Among the entries below, only the lines starting at the one with "Task: point: the concrete" and ending at the one with "Task: point: the dark brown", both included, are to be printed exactly.

Saved entries:
>>>>>

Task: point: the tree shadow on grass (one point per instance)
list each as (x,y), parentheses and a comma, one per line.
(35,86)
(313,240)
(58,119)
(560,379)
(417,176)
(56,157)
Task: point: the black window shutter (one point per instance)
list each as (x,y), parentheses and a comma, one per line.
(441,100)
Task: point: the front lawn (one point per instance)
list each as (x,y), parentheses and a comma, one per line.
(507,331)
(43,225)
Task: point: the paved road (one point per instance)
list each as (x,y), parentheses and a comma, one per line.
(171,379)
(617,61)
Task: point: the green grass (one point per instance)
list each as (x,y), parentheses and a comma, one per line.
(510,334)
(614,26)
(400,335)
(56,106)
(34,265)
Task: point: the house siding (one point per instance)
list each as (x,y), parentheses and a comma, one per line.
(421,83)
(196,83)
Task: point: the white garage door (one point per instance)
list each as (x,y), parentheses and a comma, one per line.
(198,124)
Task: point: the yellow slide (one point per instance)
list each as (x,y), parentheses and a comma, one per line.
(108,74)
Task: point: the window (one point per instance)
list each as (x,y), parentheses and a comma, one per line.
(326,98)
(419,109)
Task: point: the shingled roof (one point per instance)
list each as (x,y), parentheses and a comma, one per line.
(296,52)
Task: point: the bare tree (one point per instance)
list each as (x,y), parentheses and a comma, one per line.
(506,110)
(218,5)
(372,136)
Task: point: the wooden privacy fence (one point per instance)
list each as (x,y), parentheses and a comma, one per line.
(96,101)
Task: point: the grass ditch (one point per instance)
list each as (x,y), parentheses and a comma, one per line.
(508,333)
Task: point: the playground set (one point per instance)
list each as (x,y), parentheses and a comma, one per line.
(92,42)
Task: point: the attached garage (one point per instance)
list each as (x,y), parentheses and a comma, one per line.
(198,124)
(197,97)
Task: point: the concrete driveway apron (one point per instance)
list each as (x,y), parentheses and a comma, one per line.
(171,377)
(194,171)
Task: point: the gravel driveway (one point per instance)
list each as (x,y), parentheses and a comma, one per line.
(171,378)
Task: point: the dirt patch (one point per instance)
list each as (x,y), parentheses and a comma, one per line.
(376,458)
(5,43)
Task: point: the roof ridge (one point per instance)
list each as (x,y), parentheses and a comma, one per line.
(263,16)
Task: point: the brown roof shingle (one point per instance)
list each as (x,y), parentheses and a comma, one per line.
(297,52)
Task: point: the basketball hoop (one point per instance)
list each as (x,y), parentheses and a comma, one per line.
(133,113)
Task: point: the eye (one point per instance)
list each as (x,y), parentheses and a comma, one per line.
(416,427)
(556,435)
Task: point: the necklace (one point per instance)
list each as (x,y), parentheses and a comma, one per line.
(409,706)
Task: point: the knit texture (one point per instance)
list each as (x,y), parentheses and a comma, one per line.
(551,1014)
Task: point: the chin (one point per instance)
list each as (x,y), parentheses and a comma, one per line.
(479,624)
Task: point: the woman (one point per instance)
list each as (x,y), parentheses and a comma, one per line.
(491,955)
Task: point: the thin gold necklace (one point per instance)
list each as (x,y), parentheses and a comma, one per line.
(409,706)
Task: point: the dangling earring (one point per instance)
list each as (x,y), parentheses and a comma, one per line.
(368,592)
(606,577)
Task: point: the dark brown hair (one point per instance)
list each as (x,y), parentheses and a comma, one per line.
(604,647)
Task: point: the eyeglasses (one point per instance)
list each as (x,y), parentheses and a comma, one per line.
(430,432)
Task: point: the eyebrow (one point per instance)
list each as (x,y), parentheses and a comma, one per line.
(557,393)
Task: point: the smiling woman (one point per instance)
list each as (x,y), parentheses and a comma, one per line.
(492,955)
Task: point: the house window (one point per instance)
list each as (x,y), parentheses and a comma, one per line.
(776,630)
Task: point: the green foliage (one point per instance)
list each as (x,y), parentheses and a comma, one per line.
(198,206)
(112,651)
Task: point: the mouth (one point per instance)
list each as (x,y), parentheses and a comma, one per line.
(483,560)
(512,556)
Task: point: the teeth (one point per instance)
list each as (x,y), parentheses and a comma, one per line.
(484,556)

<<<<<
>>>>>

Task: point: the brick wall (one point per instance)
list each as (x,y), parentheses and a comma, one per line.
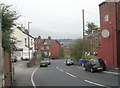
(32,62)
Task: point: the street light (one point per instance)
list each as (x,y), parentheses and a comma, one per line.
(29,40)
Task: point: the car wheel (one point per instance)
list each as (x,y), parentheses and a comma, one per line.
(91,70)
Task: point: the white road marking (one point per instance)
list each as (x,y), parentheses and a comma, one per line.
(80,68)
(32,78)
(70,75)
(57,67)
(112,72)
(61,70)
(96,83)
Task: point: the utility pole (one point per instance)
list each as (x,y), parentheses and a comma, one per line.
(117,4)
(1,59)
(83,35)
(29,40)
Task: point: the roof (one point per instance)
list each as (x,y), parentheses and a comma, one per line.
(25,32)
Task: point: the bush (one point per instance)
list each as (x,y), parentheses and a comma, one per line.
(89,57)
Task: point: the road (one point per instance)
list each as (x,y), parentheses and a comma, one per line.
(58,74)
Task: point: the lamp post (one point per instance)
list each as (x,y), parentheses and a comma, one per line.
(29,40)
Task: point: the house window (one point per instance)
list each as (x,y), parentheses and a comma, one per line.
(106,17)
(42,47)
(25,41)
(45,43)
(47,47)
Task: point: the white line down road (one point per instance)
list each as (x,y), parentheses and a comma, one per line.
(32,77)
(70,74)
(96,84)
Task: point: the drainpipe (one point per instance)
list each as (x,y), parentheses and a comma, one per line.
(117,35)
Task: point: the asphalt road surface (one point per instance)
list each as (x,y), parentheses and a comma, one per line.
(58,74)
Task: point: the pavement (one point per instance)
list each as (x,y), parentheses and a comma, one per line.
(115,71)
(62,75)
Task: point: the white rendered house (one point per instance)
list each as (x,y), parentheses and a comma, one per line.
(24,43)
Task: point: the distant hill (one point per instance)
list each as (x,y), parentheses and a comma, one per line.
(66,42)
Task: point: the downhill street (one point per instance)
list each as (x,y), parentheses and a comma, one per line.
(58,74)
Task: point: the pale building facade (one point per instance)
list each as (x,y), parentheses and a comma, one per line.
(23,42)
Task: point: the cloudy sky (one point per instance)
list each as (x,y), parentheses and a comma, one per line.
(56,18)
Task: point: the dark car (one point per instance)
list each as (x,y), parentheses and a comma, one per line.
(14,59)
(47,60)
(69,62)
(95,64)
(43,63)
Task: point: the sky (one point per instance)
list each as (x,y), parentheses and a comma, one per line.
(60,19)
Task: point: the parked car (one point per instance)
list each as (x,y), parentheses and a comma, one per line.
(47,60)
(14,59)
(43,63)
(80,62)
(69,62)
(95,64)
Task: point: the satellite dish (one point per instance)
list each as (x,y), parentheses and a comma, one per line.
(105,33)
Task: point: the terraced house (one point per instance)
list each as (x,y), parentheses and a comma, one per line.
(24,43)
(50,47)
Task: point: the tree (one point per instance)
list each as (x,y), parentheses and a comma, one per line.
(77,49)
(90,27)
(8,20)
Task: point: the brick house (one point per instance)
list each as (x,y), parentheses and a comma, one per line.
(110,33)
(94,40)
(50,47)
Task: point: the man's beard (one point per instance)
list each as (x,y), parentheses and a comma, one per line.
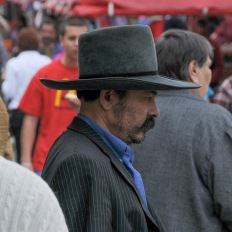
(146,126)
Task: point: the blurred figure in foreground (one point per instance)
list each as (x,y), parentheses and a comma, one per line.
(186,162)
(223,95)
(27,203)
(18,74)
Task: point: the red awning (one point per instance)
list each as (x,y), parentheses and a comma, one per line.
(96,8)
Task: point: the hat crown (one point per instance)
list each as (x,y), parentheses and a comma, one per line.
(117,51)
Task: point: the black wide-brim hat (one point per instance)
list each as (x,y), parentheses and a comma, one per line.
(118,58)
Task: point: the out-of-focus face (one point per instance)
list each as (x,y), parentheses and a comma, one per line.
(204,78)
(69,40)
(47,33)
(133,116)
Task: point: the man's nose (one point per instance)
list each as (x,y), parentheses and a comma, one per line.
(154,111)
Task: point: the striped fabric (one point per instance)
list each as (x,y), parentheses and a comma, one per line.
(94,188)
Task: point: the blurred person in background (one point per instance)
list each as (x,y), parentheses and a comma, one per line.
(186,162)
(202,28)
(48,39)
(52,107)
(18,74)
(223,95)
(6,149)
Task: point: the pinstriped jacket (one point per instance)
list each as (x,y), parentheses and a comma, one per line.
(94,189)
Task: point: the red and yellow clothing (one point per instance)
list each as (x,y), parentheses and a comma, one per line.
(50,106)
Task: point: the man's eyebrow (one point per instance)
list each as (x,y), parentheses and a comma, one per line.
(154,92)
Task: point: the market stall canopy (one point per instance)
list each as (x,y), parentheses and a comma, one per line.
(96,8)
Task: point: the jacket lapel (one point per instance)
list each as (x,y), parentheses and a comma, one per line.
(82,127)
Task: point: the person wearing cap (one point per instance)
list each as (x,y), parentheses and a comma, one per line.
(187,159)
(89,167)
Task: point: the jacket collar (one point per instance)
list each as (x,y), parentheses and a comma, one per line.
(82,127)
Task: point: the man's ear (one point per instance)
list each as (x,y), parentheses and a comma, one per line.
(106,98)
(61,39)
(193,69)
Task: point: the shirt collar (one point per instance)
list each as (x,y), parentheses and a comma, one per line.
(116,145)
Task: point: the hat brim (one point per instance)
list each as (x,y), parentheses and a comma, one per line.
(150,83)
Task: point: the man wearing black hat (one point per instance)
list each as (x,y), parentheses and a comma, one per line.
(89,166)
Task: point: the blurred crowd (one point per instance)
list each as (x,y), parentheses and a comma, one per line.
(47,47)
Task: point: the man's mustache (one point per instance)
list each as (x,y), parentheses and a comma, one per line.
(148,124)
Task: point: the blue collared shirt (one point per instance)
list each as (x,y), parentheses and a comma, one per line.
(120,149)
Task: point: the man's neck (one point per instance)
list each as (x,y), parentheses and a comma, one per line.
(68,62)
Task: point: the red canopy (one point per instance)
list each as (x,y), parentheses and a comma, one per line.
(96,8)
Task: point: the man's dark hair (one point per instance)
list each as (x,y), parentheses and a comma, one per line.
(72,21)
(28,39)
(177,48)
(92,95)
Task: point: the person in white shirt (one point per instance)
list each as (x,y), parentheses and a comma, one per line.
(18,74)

<<<<<

Answer to the exercise:
Task: point: the concrete driveway apron (one point per instance)
list each as (x,y), parentheses and a comma, one per line.
(171,377)
(194,171)
Task: point: the gravel driveway (one point per instance)
list each as (x,y), parentheses and a comma, one per line.
(171,378)
Task: point: the dirt patch (one point per instance)
list each as (x,y), parentheses and a comma, one per line.
(376,458)
(5,43)
Task: point: the roof ridge (one point per instance)
list each as (x,y), parentheses and a comma, one per line.
(263,16)
Task: point: the brown roof shingle (one point per instance)
list each as (x,y), parentheses and a comma, one per line.
(297,52)
Task: point: the basketball hoop (one point per instance)
list each as (x,y), parentheses and a comma, one per line.
(133,113)
Task: point: the eye (one point per instance)
list each as (x,y), parentheses and a comma, one per line.
(416,427)
(556,435)
Task: point: the necklace (one point per instance)
list each as (x,y), parentheses and a comma, one per line.
(409,706)
Task: point: the knit texture (one point per instance)
list each as (x,y), parentheses and a comma, one per line.
(551,1014)
Task: point: the chin (one point per instance)
list each as (x,y), parentheses and a comma, one per line.
(479,624)
Task: point: the woman (one point per instance)
list each as (x,y), parentheses and a comma, one per line.
(491,955)
Task: point: the thin gold necklace (one point per instance)
list each as (x,y), parentheses and a comma, one per line.
(409,706)
Task: point: the dangling earring (one point per instance)
list each as (x,y), parentheses and a comma, one per line.
(368,592)
(606,577)
Task: point: the dark brown hair (one point per instance)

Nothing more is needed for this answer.